AIM →
Write out every line of the items below word for word, leaving out the pictures.

(Data listing)
────────────────────

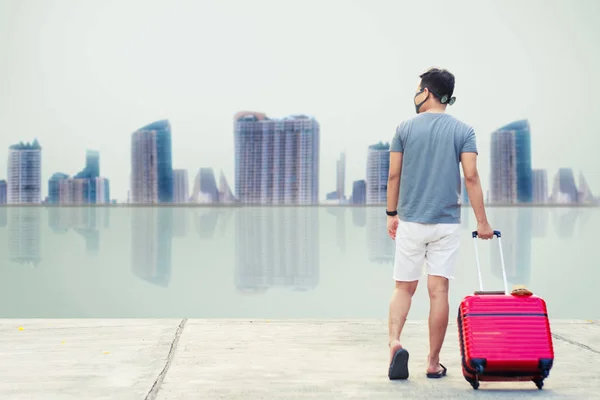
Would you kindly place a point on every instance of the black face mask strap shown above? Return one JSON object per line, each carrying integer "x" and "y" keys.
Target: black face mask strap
{"x": 418, "y": 106}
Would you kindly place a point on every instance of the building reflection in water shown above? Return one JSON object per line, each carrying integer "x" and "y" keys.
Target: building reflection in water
{"x": 564, "y": 220}
{"x": 516, "y": 225}
{"x": 206, "y": 221}
{"x": 276, "y": 247}
{"x": 359, "y": 216}
{"x": 151, "y": 240}
{"x": 24, "y": 235}
{"x": 87, "y": 221}
{"x": 340, "y": 226}
{"x": 380, "y": 246}
{"x": 180, "y": 217}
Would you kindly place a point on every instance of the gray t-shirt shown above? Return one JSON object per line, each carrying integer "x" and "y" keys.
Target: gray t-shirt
{"x": 431, "y": 144}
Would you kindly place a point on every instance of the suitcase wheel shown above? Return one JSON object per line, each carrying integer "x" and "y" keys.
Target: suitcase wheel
{"x": 474, "y": 382}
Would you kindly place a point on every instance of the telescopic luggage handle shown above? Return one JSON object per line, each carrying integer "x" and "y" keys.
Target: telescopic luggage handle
{"x": 498, "y": 234}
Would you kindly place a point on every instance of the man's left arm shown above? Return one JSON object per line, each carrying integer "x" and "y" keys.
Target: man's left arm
{"x": 393, "y": 188}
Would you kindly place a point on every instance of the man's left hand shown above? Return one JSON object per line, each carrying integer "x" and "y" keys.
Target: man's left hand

────────────────────

FINAL ANSWER →
Would you kindly place a point on every instance of the black face mask strap shown above? Return one JSON object per line, each carrying integer "x" and "y" keys.
Target: black face mask strap
{"x": 418, "y": 106}
Would you kindly place a point on every instance of the building reflection in water shown above? Return one JSON object per line, each carrying integer "x" and "y" keys.
Target: building reflection in water
{"x": 564, "y": 220}
{"x": 516, "y": 225}
{"x": 206, "y": 221}
{"x": 276, "y": 247}
{"x": 359, "y": 216}
{"x": 151, "y": 240}
{"x": 24, "y": 235}
{"x": 87, "y": 221}
{"x": 340, "y": 226}
{"x": 380, "y": 246}
{"x": 180, "y": 217}
Would you kindly place a point on every instance of the gray t-shirt shown above? Return one JSON object per line, each carrying integer "x" and "y" keys.
Target: gray t-shirt
{"x": 431, "y": 144}
Would you kindly place a point on every instance of the suitcase wheel shown above? Return one JSON object per line, each carrying integer "x" and "y" keys.
Target: suitcase wheel
{"x": 474, "y": 382}
Would you kindly place a point on every instance of the telescopic luggage handle shown above? Return one JSON object per line, each carrying integer "x" and "y" keys.
Target: telescopic luggage handle
{"x": 498, "y": 234}
Would you kindly place a point on every instance of the man's left arm shown above? Return one JSON object per line, each carrying integer "x" and "y" keys.
Target: man's left arm
{"x": 393, "y": 188}
Would you kindly place a point on every instance of the man's left hand shown above? Return one JSON object per line, each carrying integer "x" and "y" keys.
Target: man's left hand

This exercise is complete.